__Fragmento del texto__.
——————
El Rey reina, pero no gobierna
«Al sanchismo le gustaría, al igual que ha hecho con otras instituciones, colonizar a la monarquía, tener su rey al igual que tiene su propio fiscal general del Estado»

Ilustración de Alejandra Svriz.
Aunque parezca paradójico, los cortesanos terminan siendo los más peligrosos enemigos de la monarquía, pues o bien exigen al rey lo que este no puede ni debe hacer o bien construyen loas totalmente improcedentes. Ambas posturas suelen surgir, entre otros momentos, con motivo del discurso que el monarca pronuncia todos los años el día de Nochebuena. El comportamiento en el último no ha sido diferente. Se han producido actitudes un tanto incoherentes, calificando el discurso como el mejor documento político del año. Lo que resulta sorprendente porque no parece posible dadas las limitaciones que tiene un rey constitucional a la hora de decir o hacer algo; por fuerza tiene que mantenerse en la ambigüedad, en las generalidades, en el centro, casi en lo apolítico.
——————
__Tarea breve a__.
¿Puedes presentar como tabla Markdown, con las columnas "Fila" y "Línea", el tramo de los registros desde la línea que contiene "Please segment every instance of the paper" hasta el final de los registros, sin incluir las líneas en blanco?
El artículo sobre la monarquía y los registros son materiales independientes entre sí.
——————
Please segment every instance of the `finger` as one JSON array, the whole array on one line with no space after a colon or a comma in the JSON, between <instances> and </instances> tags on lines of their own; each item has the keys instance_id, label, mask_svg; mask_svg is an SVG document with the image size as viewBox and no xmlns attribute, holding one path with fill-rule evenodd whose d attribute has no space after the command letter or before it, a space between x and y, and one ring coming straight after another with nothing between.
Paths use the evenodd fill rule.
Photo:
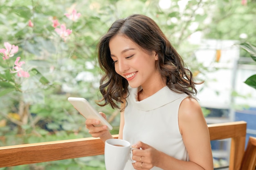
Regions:
<instances>
[{"instance_id":1,"label":"finger","mask_svg":"<svg viewBox=\"0 0 256 170\"><path fill-rule=\"evenodd\" d=\"M150 148L150 146L147 144L145 144L141 141L139 141L135 144L133 144L132 146L132 148L140 148L144 150Z\"/></svg>"},{"instance_id":2,"label":"finger","mask_svg":"<svg viewBox=\"0 0 256 170\"><path fill-rule=\"evenodd\" d=\"M132 159L136 161L137 162L142 162L142 159L143 159L142 156L134 155L132 155Z\"/></svg>"},{"instance_id":3,"label":"finger","mask_svg":"<svg viewBox=\"0 0 256 170\"><path fill-rule=\"evenodd\" d=\"M88 126L87 128L89 129L89 133L95 133L100 132L101 131L106 131L108 127L106 125L103 125L100 126L94 126L92 125L90 125L89 127Z\"/></svg>"},{"instance_id":4,"label":"finger","mask_svg":"<svg viewBox=\"0 0 256 170\"><path fill-rule=\"evenodd\" d=\"M100 115L101 115L101 116L104 118L104 119L105 119L106 120L107 120L107 116L106 116L106 115L104 113L99 112L99 113Z\"/></svg>"},{"instance_id":5,"label":"finger","mask_svg":"<svg viewBox=\"0 0 256 170\"><path fill-rule=\"evenodd\" d=\"M144 162L137 162L135 163L132 163L132 166L134 169L136 170L148 169L147 168L148 165Z\"/></svg>"}]
</instances>

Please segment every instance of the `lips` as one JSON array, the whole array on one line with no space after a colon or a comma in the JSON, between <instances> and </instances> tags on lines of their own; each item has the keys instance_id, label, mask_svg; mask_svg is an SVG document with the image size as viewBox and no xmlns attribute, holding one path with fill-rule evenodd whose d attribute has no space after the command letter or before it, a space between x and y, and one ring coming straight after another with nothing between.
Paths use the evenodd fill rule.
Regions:
<instances>
[{"instance_id":1,"label":"lips","mask_svg":"<svg viewBox=\"0 0 256 170\"><path fill-rule=\"evenodd\" d=\"M134 76L135 75L135 74L136 74L136 73L137 73L137 72L134 72L130 74L127 74L127 75L124 75L125 77L126 78L126 79L127 80L132 80Z\"/></svg>"}]
</instances>

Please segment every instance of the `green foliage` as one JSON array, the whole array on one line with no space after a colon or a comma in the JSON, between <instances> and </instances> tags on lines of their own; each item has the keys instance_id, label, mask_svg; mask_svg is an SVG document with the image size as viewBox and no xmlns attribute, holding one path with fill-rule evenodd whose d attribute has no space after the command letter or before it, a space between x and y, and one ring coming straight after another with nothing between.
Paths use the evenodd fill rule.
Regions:
<instances>
[{"instance_id":1,"label":"green foliage","mask_svg":"<svg viewBox=\"0 0 256 170\"><path fill-rule=\"evenodd\" d=\"M239 46L242 49L246 50L252 59L256 61L256 47L247 42L242 43ZM245 83L256 89L256 74L250 76L246 79Z\"/></svg>"},{"instance_id":2,"label":"green foliage","mask_svg":"<svg viewBox=\"0 0 256 170\"><path fill-rule=\"evenodd\" d=\"M118 18L134 13L152 17L193 72L207 70L193 57L197 45L187 40L193 33L201 32L205 38L236 40L240 39L238 35L247 33L247 41L256 42L252 36L255 35L254 23L256 23L253 22L255 4L252 1L245 6L239 1L191 0L182 7L180 1L173 0L167 9L159 8L158 1L0 1L0 49L4 48L4 42L8 42L18 46L19 50L9 59L0 62L0 136L4 137L0 140L0 146L90 136L84 119L67 102L70 96L86 98L108 117L118 111L109 106L100 107L95 102L101 98L96 46ZM74 9L81 13L76 22L64 15ZM54 20L72 30L65 41L54 31ZM33 27L28 25L29 20ZM28 72L29 77L18 77L10 71L18 57L25 62L22 68ZM209 113L207 110L204 113ZM111 122L112 134L118 133L119 116L115 116ZM37 167L47 170L100 170L104 169L103 162L103 157L94 157L0 169Z\"/></svg>"}]
</instances>

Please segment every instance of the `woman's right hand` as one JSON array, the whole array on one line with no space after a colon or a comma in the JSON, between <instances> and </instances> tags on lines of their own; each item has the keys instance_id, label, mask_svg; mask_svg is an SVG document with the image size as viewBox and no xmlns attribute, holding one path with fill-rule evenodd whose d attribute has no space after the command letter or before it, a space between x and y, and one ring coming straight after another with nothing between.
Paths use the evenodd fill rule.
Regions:
<instances>
[{"instance_id":1,"label":"woman's right hand","mask_svg":"<svg viewBox=\"0 0 256 170\"><path fill-rule=\"evenodd\" d=\"M103 113L99 113L107 120L106 115ZM100 121L96 119L86 119L85 125L86 128L89 130L89 133L94 137L104 137L109 135L110 133L107 130L108 126L106 125L102 125L99 126L94 126L94 124L99 124Z\"/></svg>"}]
</instances>

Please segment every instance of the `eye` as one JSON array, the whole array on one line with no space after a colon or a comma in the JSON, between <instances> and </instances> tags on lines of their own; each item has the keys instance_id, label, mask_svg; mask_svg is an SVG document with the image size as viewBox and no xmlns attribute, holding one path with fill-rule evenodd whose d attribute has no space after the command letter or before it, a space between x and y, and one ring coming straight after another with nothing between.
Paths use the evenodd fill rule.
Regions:
<instances>
[{"instance_id":1,"label":"eye","mask_svg":"<svg viewBox=\"0 0 256 170\"><path fill-rule=\"evenodd\" d=\"M130 59L134 55L134 54L132 54L132 55L131 56L126 57L125 57L125 58L126 59Z\"/></svg>"},{"instance_id":2,"label":"eye","mask_svg":"<svg viewBox=\"0 0 256 170\"><path fill-rule=\"evenodd\" d=\"M118 61L117 60L113 60L113 63L112 63L112 64L114 64L115 63L116 63L117 61Z\"/></svg>"}]
</instances>

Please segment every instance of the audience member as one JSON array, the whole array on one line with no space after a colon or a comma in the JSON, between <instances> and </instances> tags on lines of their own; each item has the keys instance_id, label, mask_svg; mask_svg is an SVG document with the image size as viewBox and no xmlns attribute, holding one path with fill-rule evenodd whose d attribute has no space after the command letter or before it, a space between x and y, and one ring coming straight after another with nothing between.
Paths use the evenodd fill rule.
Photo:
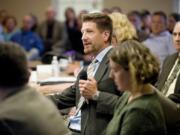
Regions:
<instances>
[{"instance_id":1,"label":"audience member","mask_svg":"<svg viewBox=\"0 0 180 135\"><path fill-rule=\"evenodd\" d=\"M1 10L0 10L0 23L3 22L4 18L5 18L7 15L8 15L7 10L5 10L5 9L1 9Z\"/></svg>"},{"instance_id":2,"label":"audience member","mask_svg":"<svg viewBox=\"0 0 180 135\"><path fill-rule=\"evenodd\" d=\"M151 25L152 33L149 38L144 41L144 44L157 56L161 65L168 55L175 52L172 36L166 29L166 14L162 11L154 12Z\"/></svg>"},{"instance_id":3,"label":"audience member","mask_svg":"<svg viewBox=\"0 0 180 135\"><path fill-rule=\"evenodd\" d=\"M4 25L4 31L3 31L4 41L8 42L11 40L13 35L19 32L19 29L16 28L17 26L16 18L11 15L5 17L5 19L3 20L3 25Z\"/></svg>"},{"instance_id":4,"label":"audience member","mask_svg":"<svg viewBox=\"0 0 180 135\"><path fill-rule=\"evenodd\" d=\"M151 13L148 10L142 10L141 20L141 29L149 36L151 33Z\"/></svg>"},{"instance_id":5,"label":"audience member","mask_svg":"<svg viewBox=\"0 0 180 135\"><path fill-rule=\"evenodd\" d=\"M105 14L90 13L83 16L81 31L84 52L92 55L93 62L79 73L73 86L50 98L59 109L77 107L70 119L72 130L81 135L100 135L112 118L114 104L120 94L108 77L112 21ZM88 80L81 80L86 78L84 70L87 70Z\"/></svg>"},{"instance_id":6,"label":"audience member","mask_svg":"<svg viewBox=\"0 0 180 135\"><path fill-rule=\"evenodd\" d=\"M68 45L68 35L63 23L56 20L56 11L53 7L48 7L46 10L46 20L43 21L38 33L44 43L43 62L50 62L47 59L48 54L60 56L65 51Z\"/></svg>"},{"instance_id":7,"label":"audience member","mask_svg":"<svg viewBox=\"0 0 180 135\"><path fill-rule=\"evenodd\" d=\"M14 43L0 43L0 63L0 134L67 135L53 103L28 86L24 50Z\"/></svg>"},{"instance_id":8,"label":"audience member","mask_svg":"<svg viewBox=\"0 0 180 135\"><path fill-rule=\"evenodd\" d=\"M31 31L32 24L31 15L25 15L22 29L11 38L11 41L19 43L26 50L28 60L38 59L43 51L40 37Z\"/></svg>"},{"instance_id":9,"label":"audience member","mask_svg":"<svg viewBox=\"0 0 180 135\"><path fill-rule=\"evenodd\" d=\"M172 34L176 22L180 21L179 13L171 13L168 16L168 31Z\"/></svg>"},{"instance_id":10,"label":"audience member","mask_svg":"<svg viewBox=\"0 0 180 135\"><path fill-rule=\"evenodd\" d=\"M31 13L30 15L31 15L32 21L33 21L31 31L37 32L37 29L38 29L38 18L37 18L37 16L35 14Z\"/></svg>"},{"instance_id":11,"label":"audience member","mask_svg":"<svg viewBox=\"0 0 180 135\"><path fill-rule=\"evenodd\" d=\"M150 84L158 76L159 63L150 50L127 40L110 53L110 67L111 77L124 93L105 134L166 135L163 108Z\"/></svg>"},{"instance_id":12,"label":"audience member","mask_svg":"<svg viewBox=\"0 0 180 135\"><path fill-rule=\"evenodd\" d=\"M0 23L0 42L4 42L3 27L1 23Z\"/></svg>"},{"instance_id":13,"label":"audience member","mask_svg":"<svg viewBox=\"0 0 180 135\"><path fill-rule=\"evenodd\" d=\"M111 13L111 10L109 8L103 8L102 9L102 12L106 15L110 14Z\"/></svg>"},{"instance_id":14,"label":"audience member","mask_svg":"<svg viewBox=\"0 0 180 135\"><path fill-rule=\"evenodd\" d=\"M180 22L174 27L173 41L177 52L164 60L156 85L165 96L180 104Z\"/></svg>"},{"instance_id":15,"label":"audience member","mask_svg":"<svg viewBox=\"0 0 180 135\"><path fill-rule=\"evenodd\" d=\"M125 14L114 12L109 14L109 17L113 23L112 45L137 38L136 29Z\"/></svg>"},{"instance_id":16,"label":"audience member","mask_svg":"<svg viewBox=\"0 0 180 135\"><path fill-rule=\"evenodd\" d=\"M122 13L122 9L118 6L112 7L110 11L111 11L111 13L113 13L113 12Z\"/></svg>"},{"instance_id":17,"label":"audience member","mask_svg":"<svg viewBox=\"0 0 180 135\"><path fill-rule=\"evenodd\" d=\"M139 41L146 40L148 38L148 35L141 29L141 25L142 25L141 14L136 10L131 11L128 13L128 19L134 25L136 29L138 40Z\"/></svg>"}]
</instances>

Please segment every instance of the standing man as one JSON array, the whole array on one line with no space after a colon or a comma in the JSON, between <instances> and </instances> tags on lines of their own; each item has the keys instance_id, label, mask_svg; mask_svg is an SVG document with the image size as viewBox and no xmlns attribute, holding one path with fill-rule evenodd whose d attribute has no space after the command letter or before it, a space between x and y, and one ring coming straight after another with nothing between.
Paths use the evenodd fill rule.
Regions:
<instances>
[{"instance_id":1,"label":"standing man","mask_svg":"<svg viewBox=\"0 0 180 135\"><path fill-rule=\"evenodd\" d=\"M62 94L51 98L59 109L76 106L77 113L71 119L69 127L80 135L100 135L112 118L113 108L118 99L116 86L109 78L108 53L112 35L111 19L101 13L84 15L82 24L82 41L84 52L93 58L94 70L87 67L87 80L79 80L64 90ZM90 65L92 65L90 64ZM85 102L80 106L81 99ZM79 121L73 126L73 119Z\"/></svg>"},{"instance_id":2,"label":"standing man","mask_svg":"<svg viewBox=\"0 0 180 135\"><path fill-rule=\"evenodd\" d=\"M165 59L156 85L165 96L180 103L180 22L174 27L173 42L177 52Z\"/></svg>"}]
</instances>

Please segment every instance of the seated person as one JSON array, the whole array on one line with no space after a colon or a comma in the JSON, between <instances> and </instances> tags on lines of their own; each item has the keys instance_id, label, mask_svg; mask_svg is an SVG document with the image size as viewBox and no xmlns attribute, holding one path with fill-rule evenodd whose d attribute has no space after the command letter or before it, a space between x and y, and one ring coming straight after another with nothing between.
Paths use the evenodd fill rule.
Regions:
<instances>
[{"instance_id":1,"label":"seated person","mask_svg":"<svg viewBox=\"0 0 180 135\"><path fill-rule=\"evenodd\" d=\"M4 25L4 31L3 31L3 36L4 36L4 41L8 42L10 41L11 37L19 32L19 28L16 28L17 21L14 16L7 16L3 20L3 25Z\"/></svg>"},{"instance_id":2,"label":"seated person","mask_svg":"<svg viewBox=\"0 0 180 135\"><path fill-rule=\"evenodd\" d=\"M28 60L36 60L43 51L40 37L31 31L33 20L31 15L23 18L23 26L20 32L12 36L11 41L19 43L25 50Z\"/></svg>"},{"instance_id":3,"label":"seated person","mask_svg":"<svg viewBox=\"0 0 180 135\"><path fill-rule=\"evenodd\" d=\"M159 63L149 49L137 41L125 41L111 52L110 67L111 77L124 94L105 134L166 135L161 95L150 84L158 76Z\"/></svg>"},{"instance_id":4,"label":"seated person","mask_svg":"<svg viewBox=\"0 0 180 135\"><path fill-rule=\"evenodd\" d=\"M68 135L53 103L28 86L24 50L17 44L0 43L0 63L0 134Z\"/></svg>"}]
</instances>

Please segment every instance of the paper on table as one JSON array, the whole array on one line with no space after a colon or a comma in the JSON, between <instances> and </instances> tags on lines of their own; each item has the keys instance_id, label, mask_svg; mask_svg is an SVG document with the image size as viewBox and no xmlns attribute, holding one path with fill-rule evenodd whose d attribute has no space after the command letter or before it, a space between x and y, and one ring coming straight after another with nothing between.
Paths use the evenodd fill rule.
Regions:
——————
__Tarea breve b__.
¿Cómo queda el tramo del artículo sobre la monarquía desde "Aunque parezca paradójico, los" hasta "en lo apolítico." si se sustituye "cortesanos" por "aduladores"?

__Respuesta final a__.
| Fila | Línea |
|---|---|
| 1 | Please segment every instance of the paper on table as one JSON array, the whole array on one line with no space after a colon or a comma in the JSON, between <instances> and </instances> tags on lines of their own; each item has the keys instance_id, label, mask_svg; mask_svg is an SVG document with the image size as viewBox and no xmlns attribute, holding one path with fill-rule evenodd whose d attribute has no space after the command letter or before it, a space between x and y, and one ring coming straight after another with nothing between. |
| 2 | Paths use the evenodd fill rule. |
| 3 | Regions: |

__Respuesta final b__.
Aunque parezca paradójico, los aduladores terminan siendo los más peligrosos enemigos de la monarquía, pues o bien exigen al rey lo que este no puede ni debe hacer o bien construyen loas totalmente improcedentes. Ambas posturas suelen surgir, entre otros momentos, con motivo del discurso que el monarca pronuncia todos los años el día de Nochebuena. El comportamiento en el último no ha sido diferente. Se han producido actitudes un tanto incoherentes, calificando el discurso como el mejor documento político del año. Lo que resulta sorprendente porque no parece posible dadas las limitaciones que tiene un rey constitucional a la hora de decir o hacer algo; por fuerza tiene que mantenerse en la ambigüedad, en las generalidades, en el centro, casi en lo apolítico.